Using Fast Fourier Transforms for Kernel Density Estimation

1. The Fast Fourier Transform (FFT)

The FFT is actually a super fast algorithm to find the probability mass function (pmf) of the sum of two independent discrete rvs. To see it’s value, we start with a simple example.

Consider two rvs \(X, Y\) both with outcomes in \(\{0, \ldots, N-1\}\) and pmfs \(p_{X}\) and \(p_{Y}\). A simple procedure to compute the distribution of the sum \(Z=X+Y\) is by means of conditioning:

\begin{equation} \label{org7f16d57} p_Z(n)= \P{Z=n} = \sum_{k=0}^n\P{X+Y=n | X = k} p_X(k) = \sum_{k=0}^n p_Y(n-k) p_X(k). \end{equation}

Such a sum over terms \(a_{n-k}b_{k}\) where \(a_{n-k} = p_Y(n-k)\) and \(b_k = p_X(k)\) is called a convolution of the series \(\{a_k\}_{k=0}^n\) and \(\{b_k\}_{k=0}^{n}\). Here is the code to compute \(p_{Z}\).

from collections import defaultdict

px = py = [1, 1, 1]  # unnormalized
pz = defaultdict(float)

for i in range(len(px)):
    for j in range(len(py)):
        pz[i + j] += px[i] * py[j]

Observe that we need two nested for loops. This becomes very slow when \(N > 10^{3}\) or so.

▶ Given information:
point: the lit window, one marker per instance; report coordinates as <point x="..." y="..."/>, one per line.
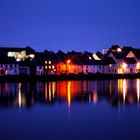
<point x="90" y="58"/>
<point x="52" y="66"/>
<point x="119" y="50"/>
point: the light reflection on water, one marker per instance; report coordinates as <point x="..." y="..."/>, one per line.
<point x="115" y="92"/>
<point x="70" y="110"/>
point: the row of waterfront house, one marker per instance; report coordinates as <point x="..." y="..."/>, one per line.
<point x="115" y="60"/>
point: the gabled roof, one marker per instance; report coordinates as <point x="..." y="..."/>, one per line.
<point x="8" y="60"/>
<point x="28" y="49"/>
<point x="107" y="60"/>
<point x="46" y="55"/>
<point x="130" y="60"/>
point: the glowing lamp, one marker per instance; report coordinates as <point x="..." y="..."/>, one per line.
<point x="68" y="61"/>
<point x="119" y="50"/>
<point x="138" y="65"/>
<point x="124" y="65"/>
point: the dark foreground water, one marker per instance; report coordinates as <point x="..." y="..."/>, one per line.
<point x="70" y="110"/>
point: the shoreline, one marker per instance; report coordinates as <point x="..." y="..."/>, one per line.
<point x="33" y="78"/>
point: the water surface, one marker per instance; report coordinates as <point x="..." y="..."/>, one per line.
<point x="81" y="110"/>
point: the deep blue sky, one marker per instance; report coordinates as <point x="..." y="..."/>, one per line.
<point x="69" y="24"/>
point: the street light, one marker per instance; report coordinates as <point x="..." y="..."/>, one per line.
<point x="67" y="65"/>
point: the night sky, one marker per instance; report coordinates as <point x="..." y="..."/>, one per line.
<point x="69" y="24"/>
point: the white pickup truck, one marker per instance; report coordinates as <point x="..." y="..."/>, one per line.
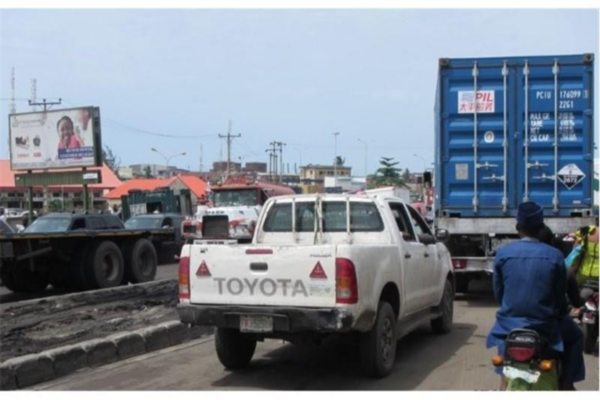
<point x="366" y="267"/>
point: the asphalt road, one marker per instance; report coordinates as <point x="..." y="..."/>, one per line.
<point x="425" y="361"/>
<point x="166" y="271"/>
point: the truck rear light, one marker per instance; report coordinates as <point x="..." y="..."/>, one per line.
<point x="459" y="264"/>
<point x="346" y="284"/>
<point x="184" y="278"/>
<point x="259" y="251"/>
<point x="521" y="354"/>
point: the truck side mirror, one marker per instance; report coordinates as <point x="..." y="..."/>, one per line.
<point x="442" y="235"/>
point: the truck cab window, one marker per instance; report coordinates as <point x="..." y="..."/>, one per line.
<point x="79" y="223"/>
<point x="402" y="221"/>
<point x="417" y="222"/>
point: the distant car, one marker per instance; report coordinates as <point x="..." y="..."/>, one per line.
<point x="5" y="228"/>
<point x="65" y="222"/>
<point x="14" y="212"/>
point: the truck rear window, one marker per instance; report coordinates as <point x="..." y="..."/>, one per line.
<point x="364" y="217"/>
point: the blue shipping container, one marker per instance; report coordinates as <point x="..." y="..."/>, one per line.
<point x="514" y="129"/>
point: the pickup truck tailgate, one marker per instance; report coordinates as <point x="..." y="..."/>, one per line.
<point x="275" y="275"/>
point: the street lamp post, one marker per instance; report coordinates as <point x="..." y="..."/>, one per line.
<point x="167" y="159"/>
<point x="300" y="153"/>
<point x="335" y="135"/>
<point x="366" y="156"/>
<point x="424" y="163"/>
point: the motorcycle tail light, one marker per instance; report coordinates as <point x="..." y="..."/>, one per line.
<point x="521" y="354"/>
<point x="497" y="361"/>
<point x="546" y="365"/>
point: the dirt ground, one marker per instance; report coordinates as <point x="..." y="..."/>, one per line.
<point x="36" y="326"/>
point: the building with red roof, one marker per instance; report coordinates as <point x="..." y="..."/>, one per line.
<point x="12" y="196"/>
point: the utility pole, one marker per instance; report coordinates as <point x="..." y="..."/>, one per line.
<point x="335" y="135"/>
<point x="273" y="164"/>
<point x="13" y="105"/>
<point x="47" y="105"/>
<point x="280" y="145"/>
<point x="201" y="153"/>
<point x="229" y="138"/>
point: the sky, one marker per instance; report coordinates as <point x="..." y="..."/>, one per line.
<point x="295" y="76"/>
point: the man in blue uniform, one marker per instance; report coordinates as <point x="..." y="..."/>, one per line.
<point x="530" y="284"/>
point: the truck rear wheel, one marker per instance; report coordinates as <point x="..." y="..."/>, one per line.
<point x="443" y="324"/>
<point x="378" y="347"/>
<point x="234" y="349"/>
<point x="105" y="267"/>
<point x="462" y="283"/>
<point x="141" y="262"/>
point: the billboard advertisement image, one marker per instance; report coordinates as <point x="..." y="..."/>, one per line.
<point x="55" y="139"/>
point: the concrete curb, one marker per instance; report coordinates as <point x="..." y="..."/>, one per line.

...

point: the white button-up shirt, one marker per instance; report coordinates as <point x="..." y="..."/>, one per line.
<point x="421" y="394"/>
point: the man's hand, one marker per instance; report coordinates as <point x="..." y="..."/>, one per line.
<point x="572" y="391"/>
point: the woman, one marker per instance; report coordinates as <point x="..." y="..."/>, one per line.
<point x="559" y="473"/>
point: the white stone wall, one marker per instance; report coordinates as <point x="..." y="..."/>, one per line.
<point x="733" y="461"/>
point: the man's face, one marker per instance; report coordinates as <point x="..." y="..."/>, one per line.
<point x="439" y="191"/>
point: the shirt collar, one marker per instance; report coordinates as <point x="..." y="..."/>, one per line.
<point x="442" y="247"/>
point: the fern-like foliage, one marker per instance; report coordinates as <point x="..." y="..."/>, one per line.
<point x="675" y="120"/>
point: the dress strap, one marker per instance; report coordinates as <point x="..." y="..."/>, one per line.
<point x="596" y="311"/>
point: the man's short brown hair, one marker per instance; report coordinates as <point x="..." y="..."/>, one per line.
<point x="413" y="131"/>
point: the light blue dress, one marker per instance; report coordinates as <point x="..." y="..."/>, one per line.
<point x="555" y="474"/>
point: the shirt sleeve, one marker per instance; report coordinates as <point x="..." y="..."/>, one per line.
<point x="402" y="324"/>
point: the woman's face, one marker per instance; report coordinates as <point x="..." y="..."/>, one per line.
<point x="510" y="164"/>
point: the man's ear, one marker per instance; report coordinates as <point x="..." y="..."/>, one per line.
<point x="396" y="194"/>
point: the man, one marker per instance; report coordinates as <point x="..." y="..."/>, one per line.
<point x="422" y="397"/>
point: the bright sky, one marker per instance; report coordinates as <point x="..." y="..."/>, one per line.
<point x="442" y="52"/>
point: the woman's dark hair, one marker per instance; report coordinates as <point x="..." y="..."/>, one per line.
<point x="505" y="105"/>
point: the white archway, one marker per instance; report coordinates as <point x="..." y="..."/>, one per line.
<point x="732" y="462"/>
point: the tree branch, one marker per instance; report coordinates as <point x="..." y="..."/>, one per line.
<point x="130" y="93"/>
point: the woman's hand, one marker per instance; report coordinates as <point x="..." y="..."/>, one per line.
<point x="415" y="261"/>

---

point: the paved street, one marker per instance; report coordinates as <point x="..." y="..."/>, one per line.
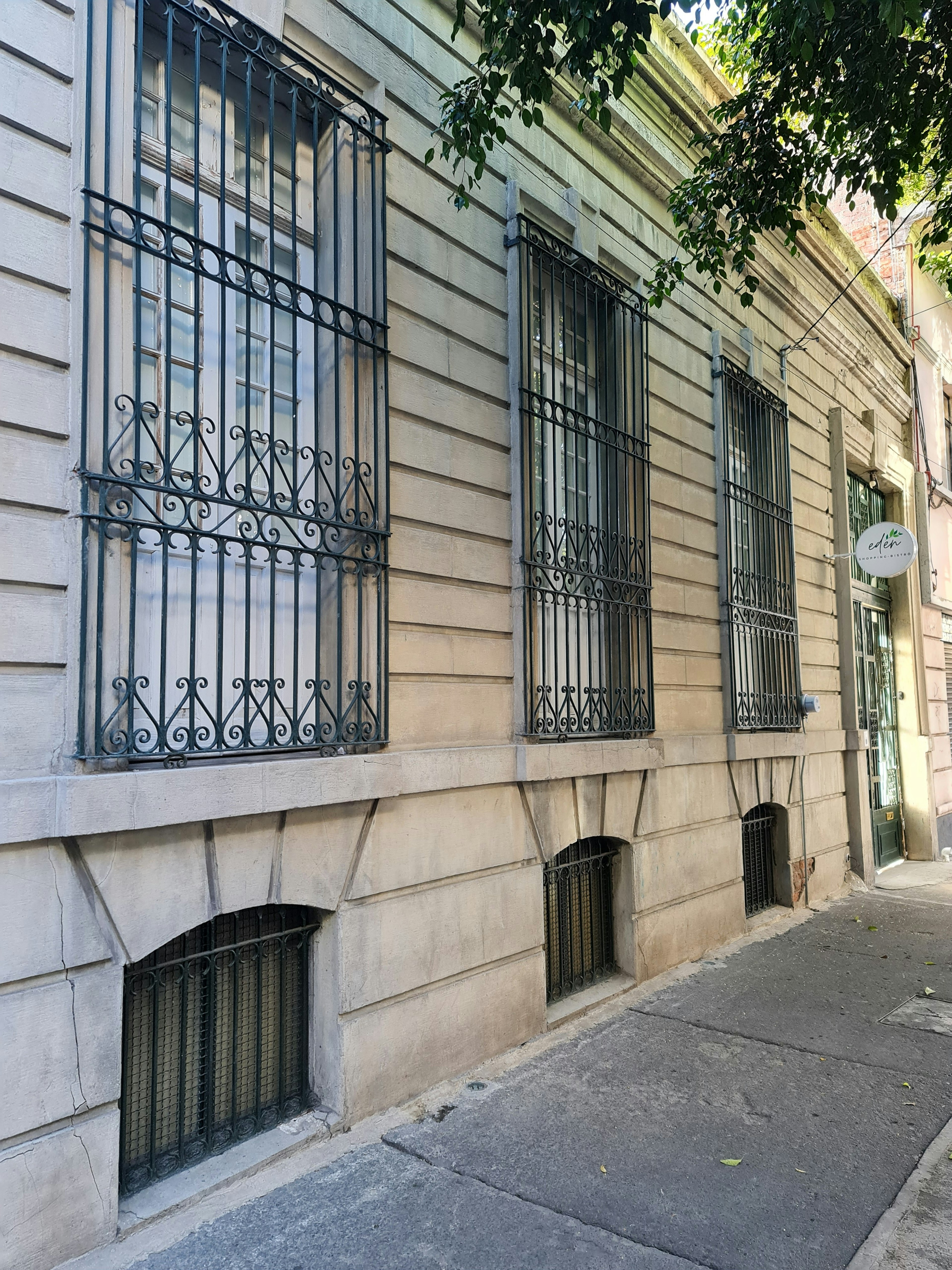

▶ Written exercise:
Answer these questions from the FFT text:
1. What does the FFT find, according to the FFT text?
2. What is a sum over terms \(a_{n-k}b_{k}\) called?
3. Above roughly what value of \(N\) does the nested-loop computation become very slow?
The entries have no connection to the FFT text.

▶ Task solution:
1. The probability mass function (pmf) of the sum of two independent discrete random variables.
2. A convolution of the series \(\{a_k\}_{k=0}^n\) and \(\{b_k\}_{k=0}^{n}\).
3. About \(10^{3}\).